_What to do:_ An exact copy of the listing is needed, with every line kept.

_Exercise data:_
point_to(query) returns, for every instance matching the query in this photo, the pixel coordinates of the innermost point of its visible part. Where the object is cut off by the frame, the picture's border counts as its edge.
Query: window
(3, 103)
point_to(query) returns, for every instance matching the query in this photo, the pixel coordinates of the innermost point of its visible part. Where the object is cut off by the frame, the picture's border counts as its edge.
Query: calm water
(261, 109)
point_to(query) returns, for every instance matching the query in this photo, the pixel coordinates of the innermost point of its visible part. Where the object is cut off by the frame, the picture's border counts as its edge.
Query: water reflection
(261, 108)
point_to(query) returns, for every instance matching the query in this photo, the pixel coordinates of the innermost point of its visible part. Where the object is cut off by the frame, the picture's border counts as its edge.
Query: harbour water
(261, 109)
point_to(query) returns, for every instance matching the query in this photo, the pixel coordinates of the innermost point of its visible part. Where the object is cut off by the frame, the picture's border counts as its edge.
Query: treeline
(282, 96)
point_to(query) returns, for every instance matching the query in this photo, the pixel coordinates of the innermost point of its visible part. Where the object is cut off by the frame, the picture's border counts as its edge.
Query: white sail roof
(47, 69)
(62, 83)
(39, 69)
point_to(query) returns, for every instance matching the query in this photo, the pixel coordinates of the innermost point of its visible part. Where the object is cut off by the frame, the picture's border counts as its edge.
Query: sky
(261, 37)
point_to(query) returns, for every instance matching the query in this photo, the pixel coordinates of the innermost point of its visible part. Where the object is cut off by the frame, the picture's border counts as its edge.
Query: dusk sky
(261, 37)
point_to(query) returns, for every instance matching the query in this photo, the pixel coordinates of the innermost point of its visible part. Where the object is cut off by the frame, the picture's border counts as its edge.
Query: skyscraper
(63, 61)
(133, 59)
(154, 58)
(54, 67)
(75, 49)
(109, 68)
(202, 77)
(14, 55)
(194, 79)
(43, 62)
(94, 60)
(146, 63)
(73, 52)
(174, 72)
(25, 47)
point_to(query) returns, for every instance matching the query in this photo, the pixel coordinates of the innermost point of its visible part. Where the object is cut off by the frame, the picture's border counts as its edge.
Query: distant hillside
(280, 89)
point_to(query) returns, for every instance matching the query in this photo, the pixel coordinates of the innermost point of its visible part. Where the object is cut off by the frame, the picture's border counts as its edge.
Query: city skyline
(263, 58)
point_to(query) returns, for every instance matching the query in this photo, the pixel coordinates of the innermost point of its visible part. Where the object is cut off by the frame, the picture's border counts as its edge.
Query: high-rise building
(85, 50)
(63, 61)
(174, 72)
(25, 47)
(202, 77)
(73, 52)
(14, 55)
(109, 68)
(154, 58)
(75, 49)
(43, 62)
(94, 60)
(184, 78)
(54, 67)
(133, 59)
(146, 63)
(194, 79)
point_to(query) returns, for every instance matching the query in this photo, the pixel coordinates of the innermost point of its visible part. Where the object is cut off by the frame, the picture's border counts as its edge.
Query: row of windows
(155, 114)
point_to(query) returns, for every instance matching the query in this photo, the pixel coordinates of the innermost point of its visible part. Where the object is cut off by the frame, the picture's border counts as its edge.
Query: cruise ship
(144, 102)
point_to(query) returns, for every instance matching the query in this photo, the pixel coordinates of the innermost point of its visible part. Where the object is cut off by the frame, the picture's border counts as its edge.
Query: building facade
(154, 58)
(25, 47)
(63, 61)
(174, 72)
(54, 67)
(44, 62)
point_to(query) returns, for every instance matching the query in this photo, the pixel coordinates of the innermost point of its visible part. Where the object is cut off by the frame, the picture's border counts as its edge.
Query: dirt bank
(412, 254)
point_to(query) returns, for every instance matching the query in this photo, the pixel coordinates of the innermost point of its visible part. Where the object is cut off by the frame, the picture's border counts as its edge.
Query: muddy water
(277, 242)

_Answer to this problem:_
point_to(query) returns, for every instance matching the query in this photo, the pixel coordinates of the innermost point of its visible part. Where the object is cut off by the frame, the picture's border counts as its edge.
Query: window
(3, 103)
point_to(query) returns, for every instance matching the query in this photo, the pixel coordinates of the innermost point of its visible part. Where the object is cut off by the frame, the picture's border counts as its edge.
Query: calm water
(261, 109)
point_to(query) returns, for every instance matching the query in this photo, the pixel coordinates of the innermost point of its visible part. Where the object is cut off by the frame, the picture's border counts as its edge.
Query: water reflection
(261, 108)
point_to(query) returns, for every instance matching the query in this photo, the pixel coordinates of the innermost point of its visible part. Where the object is cut off by the frame, the picture's border counts as its edge.
Query: harbour water
(261, 109)
point_to(query) returns, for every instance matching the query in this photo, the pixel coordinates of the innermost point of its visible part. Where the object is cut off by the frame, the picture's border counts as its edge.
Query: treeline
(282, 96)
point_to(query) returns, for every instance matching the query in this photo, the pixel coordinates of the innermost point of its visible part. Where the object is cut off by the frame, the picture's border counts as its edge.
Query: white sail roof
(47, 69)
(62, 83)
(39, 69)
point_to(query) returns, for every instance matching the query in this photo, the pixel coordinates of the innermost point of its visible part. Where the object is cut off by the frame, the picture's border counts as its edge.
Query: sky
(261, 37)
point_to(query) returns, for every instance matching the query in this photo, the pixel coordinates of the innermost point of its visible part. Where the object is cut off by the frame, the picture's border counts as its edge.
Query: dusk sky
(261, 37)
point_to(query) returns, for every instance matching the query in this photo, the pixel coordinates of the innermost point of its visible part. Where the object is cut off by the frame, the picture's border counts as its edge.
Query: skyscraper
(63, 61)
(133, 59)
(154, 58)
(54, 67)
(75, 49)
(109, 68)
(202, 77)
(14, 55)
(194, 79)
(43, 62)
(94, 60)
(146, 63)
(73, 52)
(174, 72)
(25, 47)
point_to(query) returns, for every instance matching the query in this photo, the pixel coordinates of the innermost point of its visible part. Where the object is cut off by the frame, the picture's border counts as its edge.
Query: distant hillside
(280, 89)
point_to(query) returns, for every instance matching the query in this photo, the pixel coordinates of the innermost point of its visible part. Where the object is cut off by the frame, the picture's border counts as its edge.
Query: city skyline
(263, 58)
point_to(query) returns, for every instance matching the query in this photo, the pixel coordinates of the innermost point of its visible part. Where the object is cut off by the frame, the picture's border counts as its edge.
Query: high-rise building
(85, 50)
(63, 61)
(174, 72)
(25, 47)
(202, 77)
(73, 52)
(14, 55)
(109, 68)
(154, 58)
(75, 49)
(43, 62)
(94, 60)
(184, 78)
(54, 67)
(133, 59)
(146, 63)
(194, 79)
point_to(query) returns, for every instance matching the query in this photo, the pixel coordinates of the innermost point of its visible part. Where the object is cut off by the frame, the picture's border counts as its edge.
Query: row of windows
(155, 114)
point_to(query) returns, for every instance matching the query in this photo, the pixel coordinates of the innermost point of its visible part. Where the object is cut off by the frame, the picture's border counts as its edge.
Query: cruise ship
(144, 102)
point_to(query) returns, for every instance matching the query in this photo, the pixel coordinates of the innermost point of its visible part. Where the object is cut off by the frame, the picture's border counts as its edge.
Query: building facade
(154, 58)
(25, 47)
(63, 61)
(174, 72)
(54, 67)
(44, 62)
point_to(query) returns, for every instance matching the query in this photo, the pixel coordinates of the innermost point of its visible part. Where the object is cut off by the frame, the picture's border counts as its edge.
Query: dirt bank
(412, 254)
point_to(query) returns, for every instance matching the query in this photo, the pixel coordinates of the innermost point of its visible part. Where the object is cut off by the frame, the picture's border counts as its edge.
Query: muddy water
(277, 242)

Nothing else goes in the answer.